Region pointing data:
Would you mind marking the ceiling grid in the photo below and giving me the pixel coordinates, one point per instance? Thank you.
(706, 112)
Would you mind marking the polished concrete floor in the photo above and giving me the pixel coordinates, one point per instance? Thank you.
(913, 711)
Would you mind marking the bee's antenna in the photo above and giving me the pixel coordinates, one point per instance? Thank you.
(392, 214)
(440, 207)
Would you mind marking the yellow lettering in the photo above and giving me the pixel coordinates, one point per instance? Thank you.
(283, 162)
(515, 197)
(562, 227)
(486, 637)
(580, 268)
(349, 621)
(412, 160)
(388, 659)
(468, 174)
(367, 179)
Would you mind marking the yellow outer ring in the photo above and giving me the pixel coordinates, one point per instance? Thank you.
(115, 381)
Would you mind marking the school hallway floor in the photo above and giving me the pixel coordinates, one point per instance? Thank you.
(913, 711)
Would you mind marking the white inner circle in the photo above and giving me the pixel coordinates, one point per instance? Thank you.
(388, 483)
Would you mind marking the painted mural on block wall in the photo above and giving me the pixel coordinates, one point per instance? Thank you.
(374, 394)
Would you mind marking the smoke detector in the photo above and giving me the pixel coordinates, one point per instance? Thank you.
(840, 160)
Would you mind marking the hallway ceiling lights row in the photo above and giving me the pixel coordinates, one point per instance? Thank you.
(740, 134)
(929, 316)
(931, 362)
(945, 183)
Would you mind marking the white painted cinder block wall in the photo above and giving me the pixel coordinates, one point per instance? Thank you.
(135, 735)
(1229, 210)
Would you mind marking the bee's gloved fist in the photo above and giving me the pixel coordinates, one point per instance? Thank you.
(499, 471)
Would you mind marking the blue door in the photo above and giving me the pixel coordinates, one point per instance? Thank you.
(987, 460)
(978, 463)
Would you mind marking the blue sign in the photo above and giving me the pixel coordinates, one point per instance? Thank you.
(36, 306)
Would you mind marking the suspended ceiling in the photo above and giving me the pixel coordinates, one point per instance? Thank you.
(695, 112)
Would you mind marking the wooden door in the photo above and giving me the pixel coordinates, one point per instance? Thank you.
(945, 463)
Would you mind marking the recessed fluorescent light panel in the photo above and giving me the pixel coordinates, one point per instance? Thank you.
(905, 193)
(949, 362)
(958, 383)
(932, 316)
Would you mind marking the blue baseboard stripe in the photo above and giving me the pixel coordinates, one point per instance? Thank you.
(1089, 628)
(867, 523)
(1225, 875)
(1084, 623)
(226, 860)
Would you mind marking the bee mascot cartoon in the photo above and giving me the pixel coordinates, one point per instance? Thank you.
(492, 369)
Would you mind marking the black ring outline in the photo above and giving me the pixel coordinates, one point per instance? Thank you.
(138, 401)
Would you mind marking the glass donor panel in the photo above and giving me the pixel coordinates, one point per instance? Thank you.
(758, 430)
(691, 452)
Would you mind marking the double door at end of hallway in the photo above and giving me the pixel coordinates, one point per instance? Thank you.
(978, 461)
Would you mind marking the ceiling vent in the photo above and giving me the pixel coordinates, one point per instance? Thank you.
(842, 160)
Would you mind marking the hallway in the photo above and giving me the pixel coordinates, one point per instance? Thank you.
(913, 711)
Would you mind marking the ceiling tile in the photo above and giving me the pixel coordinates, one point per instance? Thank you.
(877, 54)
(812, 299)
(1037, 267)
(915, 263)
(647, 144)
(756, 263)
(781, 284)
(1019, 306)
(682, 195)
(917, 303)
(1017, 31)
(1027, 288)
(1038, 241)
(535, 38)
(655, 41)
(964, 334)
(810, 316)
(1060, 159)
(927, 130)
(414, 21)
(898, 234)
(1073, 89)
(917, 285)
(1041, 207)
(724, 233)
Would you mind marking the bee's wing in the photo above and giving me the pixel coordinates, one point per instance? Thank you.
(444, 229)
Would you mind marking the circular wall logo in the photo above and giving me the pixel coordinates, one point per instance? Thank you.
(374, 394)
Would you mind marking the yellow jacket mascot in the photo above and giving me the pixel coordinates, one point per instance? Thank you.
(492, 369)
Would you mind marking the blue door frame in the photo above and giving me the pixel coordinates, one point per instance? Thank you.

Exercise requirements » Go through the entries and restate each one exactly.

Worked solution »
Would you mind marking the ceiling grid in the photo below and giving me the pixel coordinates, one point per instance? Thank you.
(706, 112)
Would you mind marking the polished concrete floor in the photo above and giving me the pixel coordinates, one point per instance? Thank you.
(913, 711)
Would you mind marking the bee's antenna in the photo above and giving me the pixel coordinates, one point per instance? Thank you.
(392, 214)
(440, 207)
Would you mind marking the yellow lettering in the photo above and giving me the pixel coordinates, one point per instance? Thank you.
(283, 162)
(515, 197)
(562, 227)
(486, 637)
(580, 268)
(349, 621)
(412, 160)
(388, 659)
(468, 174)
(367, 179)
Would you mind marking the yellow outer ring in the photo above and giving me the pixel coordinates, one point per instance? Thank you.
(115, 381)
Would you mind marking the school hallway floor in the photo above and giving me the pixel coordinates, one point per instance? Thank you.
(913, 711)
Would you mind marking the white inner circle in the photo above and giving me the pixel coordinates, one point per instance? Thank you.
(388, 483)
Would you mind marking the painted mural on block wall in the photo above and giving me the pixel coordinates, one point per instance? Thank you.
(374, 394)
Would you mind marking the smoke detector in the photo above and giving me the pixel coordinates, one point per instance? Thank you.
(840, 160)
Would you mind marking the hallway ceiling lights row in the photo above and giving me the pixel coordinates, one point per instance? Thank you.
(740, 134)
(929, 316)
(931, 362)
(945, 183)
Would you mind marking the white painted cinder block wall in the photo above and giving me the pixel coordinates, one point per instance? Thank you.
(135, 735)
(1229, 210)
Would you mind marking the bee's gloved fist in the photo above and giving me the pixel coordinates, one point per instance? Thank you.
(499, 471)
Would you mind marking the blue door in the photo above and giving me the pixel coordinates, one point per instance? Thank you.
(987, 460)
(978, 463)
Would you mind marking the blue sign in the photo above and giving me the pixel coordinates, one point per instance? Thank you.
(36, 306)
Would you mind marking the suspended ceiling in the photo above and giving me the pixel coordinates, one point per instance? Thank you.
(695, 112)
Would you mind marking the wooden door in the photo above and giving me the pixel coordinates, one point per instance? Thank you.
(945, 463)
Would you mind marking the recessed fluorescent light panel in the photo above and giving me the pixel coordinates, one point per instance? Thank you.
(905, 193)
(949, 362)
(958, 383)
(932, 316)
Would you mind marking the blue baseboard stripe in the photo above and giving me the pixel coordinates, one point per instance? Thank you.
(1089, 628)
(867, 523)
(1225, 875)
(1084, 623)
(226, 860)
Would you mind marking the bee mascot cartoon in the photo above and giving me the pixel coordinates, one point per instance? Thank you.
(492, 369)
Would you mind marking the black ring outline in the photo above and giving me the pixel coordinates, one point per instance? Thank you.
(138, 401)
Would you mind marking the glass donor panel in the photo above and giving me the pixel coordinates, one point per instance? Thank you.
(758, 430)
(691, 452)
Would you mind marking the double door at end of hallway in the photo above and giving me the pixel coordinates, one point per instance? Thank you.
(978, 461)
Would you mind marking the ceiling vent in the photo above and giving me the pixel coordinates, one point per instance? Thank you.
(842, 160)
Would you mind marking the hallway in the photo above and giving me the pixel coordinates, one point per instance? Thank you.
(913, 711)
Would you mind marking the ceiling tile in the photo above and giving me the pixel coordinates, one point per instance? Thank you.
(877, 54)
(812, 299)
(1037, 267)
(915, 263)
(647, 144)
(756, 263)
(781, 284)
(1019, 306)
(682, 195)
(917, 303)
(1017, 31)
(1027, 288)
(1038, 241)
(535, 38)
(655, 41)
(964, 334)
(810, 316)
(1060, 159)
(927, 130)
(414, 21)
(898, 234)
(1073, 89)
(917, 285)
(1041, 207)
(724, 233)
Would you mind marking the bee's wing in the photo above and giving me the pixel coordinates, one point per instance? Thank you.
(444, 229)
Would you mind marking the circular wall logo in the photo above and giving me the pixel coordinates, one point per instance? Thank you.
(374, 394)
Would you mind marking the yellow jacket mascot in the photo above and giving me the pixel coordinates, one point per instance? Thank you.
(492, 369)
Would you mind marking the blue door frame in the photo above and giving me the pixel coordinates, one point per instance? Thank you.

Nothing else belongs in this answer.